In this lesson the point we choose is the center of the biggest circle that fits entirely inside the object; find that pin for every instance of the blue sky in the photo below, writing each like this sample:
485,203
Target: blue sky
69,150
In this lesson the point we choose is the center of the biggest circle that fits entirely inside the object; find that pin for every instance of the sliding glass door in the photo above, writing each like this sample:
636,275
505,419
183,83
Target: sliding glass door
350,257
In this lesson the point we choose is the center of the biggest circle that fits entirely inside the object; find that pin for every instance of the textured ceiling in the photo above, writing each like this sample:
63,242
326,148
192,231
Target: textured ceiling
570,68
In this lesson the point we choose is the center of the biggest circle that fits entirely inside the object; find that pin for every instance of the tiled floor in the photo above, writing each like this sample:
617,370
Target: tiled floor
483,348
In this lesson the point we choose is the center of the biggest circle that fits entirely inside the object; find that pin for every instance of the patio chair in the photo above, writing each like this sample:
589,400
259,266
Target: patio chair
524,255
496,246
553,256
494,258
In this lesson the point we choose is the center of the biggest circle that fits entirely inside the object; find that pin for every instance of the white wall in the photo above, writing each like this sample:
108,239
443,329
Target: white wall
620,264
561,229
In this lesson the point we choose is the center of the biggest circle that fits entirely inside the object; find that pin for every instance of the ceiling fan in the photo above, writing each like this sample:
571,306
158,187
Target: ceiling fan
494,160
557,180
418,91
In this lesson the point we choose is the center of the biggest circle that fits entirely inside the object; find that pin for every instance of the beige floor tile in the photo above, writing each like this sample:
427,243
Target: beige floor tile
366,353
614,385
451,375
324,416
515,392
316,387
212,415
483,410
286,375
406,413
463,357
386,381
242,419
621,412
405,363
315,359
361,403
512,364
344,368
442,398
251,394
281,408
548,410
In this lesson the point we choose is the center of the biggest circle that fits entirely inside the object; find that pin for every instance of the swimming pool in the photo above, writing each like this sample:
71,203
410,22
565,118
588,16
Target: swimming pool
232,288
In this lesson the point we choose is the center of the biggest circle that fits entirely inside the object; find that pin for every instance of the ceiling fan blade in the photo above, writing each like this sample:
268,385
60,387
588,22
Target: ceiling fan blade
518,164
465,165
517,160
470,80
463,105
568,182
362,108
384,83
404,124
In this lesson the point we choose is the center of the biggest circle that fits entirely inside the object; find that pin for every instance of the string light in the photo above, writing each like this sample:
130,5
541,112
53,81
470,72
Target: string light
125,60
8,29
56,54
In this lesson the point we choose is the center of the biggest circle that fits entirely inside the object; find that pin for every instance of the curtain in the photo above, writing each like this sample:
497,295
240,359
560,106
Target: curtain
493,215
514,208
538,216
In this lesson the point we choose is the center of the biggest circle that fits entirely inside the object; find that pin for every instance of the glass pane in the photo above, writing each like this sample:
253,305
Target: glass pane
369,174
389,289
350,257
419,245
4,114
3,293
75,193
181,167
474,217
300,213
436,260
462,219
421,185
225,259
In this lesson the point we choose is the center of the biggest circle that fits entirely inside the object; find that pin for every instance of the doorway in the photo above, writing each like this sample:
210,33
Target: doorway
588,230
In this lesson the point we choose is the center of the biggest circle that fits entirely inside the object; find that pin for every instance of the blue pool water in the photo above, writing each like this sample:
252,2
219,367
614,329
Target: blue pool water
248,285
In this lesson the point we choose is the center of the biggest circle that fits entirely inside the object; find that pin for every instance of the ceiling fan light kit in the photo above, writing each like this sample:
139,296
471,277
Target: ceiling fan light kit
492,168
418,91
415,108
-=-=-=-=-
### Goal of the exercise
Each line above must be retyped exactly in the response.

### Response below
In this lesson the point we choose is the center of the biggest circle that fits entirely inside the object; find that pin for every instance of the blue sky in the photo below, writing each like this sample:
485,203
Target: blue sky
69,150
In this lesson the point we choose is the center of the biggest circle that fits entirely inside the object; find that pin for every instance of the sliding glass door in the photo above, writing each like this sample:
636,275
505,419
183,83
Target: sliding glass door
350,257
In this lesson the point we choose is the center of the biggest circle that fits entirely inside the object; find that pin for every instance of the textured ceiling in the photo above, writing each like this sample:
63,242
326,148
192,231
Target: textured ceiling
570,68
In this lesson the point we choose is the center of the biggest circle that fits entirely inside the object; find that pin for every instance of the tiled floor in the photo above, writing each like this sample:
617,370
Target: tiled floor
483,348
In this lesson the point we choose is the center of the biggest circle that fits entirely inside the object; find that pin for every instance of the patio chair in the photo above, writing each like this sample:
589,400
259,266
Target: patio chair
524,255
496,246
553,256
494,258
In this lesson the point we choose is the center of the biggest circle that fits entirely inside the object; find that pin for every instance of the white wall in the photo above, writing each like this sample:
108,239
443,329
Target: white wall
620,264
561,229
In this lesson the point we choose is the center of the biggest circle that fits entirely inside the object; find that pin for every instance of the ceiling fan in the photo above, writing each like this sample:
571,306
158,187
Target: ceiling fan
494,160
557,180
418,91
In this lesson the point we choose is the center of the biggest circle that fits entirely inside the object; find that pin for every instance of the beige floor tile in the photo above, writing each like this sample:
427,243
Target: beige floor tile
366,353
614,385
451,375
324,416
515,392
316,387
212,415
483,410
286,375
406,413
463,357
386,381
242,419
621,412
405,363
315,359
361,403
512,364
344,368
442,398
251,394
281,408
548,410
In this lesson the point we choose is the center of the biggest circle that fits entirely inside the object; find that pin for every instance of the swimming pool in the photo above, writing each like this sample:
71,203
410,22
565,118
588,16
Target: swimming pool
232,288
In this lesson the point we choose is the center of the biggest circle that fits entirely inside the object; find that pin for every instance of the ceiling fan blade in the photo above, writing each like this sample:
268,385
60,387
588,22
Target: ceiling fan blade
518,164
465,165
517,160
470,80
463,105
568,182
362,108
384,83
404,124
In this lesson the point we choose is the center of the biggest circle that fits entirely inside the object; find that pin for every instance of the string light in the photo above, writing each like this sample:
130,5
541,112
53,81
470,72
Target: string light
125,60
8,29
56,54
In this lesson the point we choose is the center of the biggest circle that fits entirely inside the object; find that pin for every instance of the curtain in the photo above, writing each like this sample:
497,295
240,359
560,106
Target: curtain
493,215
514,208
538,216
In this lesson the point we choose is the center of the biggest circle that fits entirely inside the object; find that pin for every instance of the glass pane in the photo above, writing each like this sample:
253,305
Target: glass pane
369,174
389,289
350,257
419,245
4,114
3,293
75,193
181,167
474,217
300,213
436,260
462,219
421,185
225,259
In this lesson the point we choose is the center of the biggest circle that fits entirely inside the object; find that pin for every instance of the doorway in the photo above, writing each like this sample:
210,33
Target: doorway
588,230
In this lesson the point we choose is the center of the biggest circle that fits entirely inside the object; find that pin for every instance of the blue pool water in the photo above, writing each like this sample:
252,2
219,367
614,329
Target: blue pool water
248,285
In this lesson the point we choose is the center of the biggest circle that fits entirely inside the object; find that pin for every instance of the ceiling fan light kit in the photo above, writing each like this sample:
139,296
471,277
Target: ceiling fan light kit
492,168
418,91
415,108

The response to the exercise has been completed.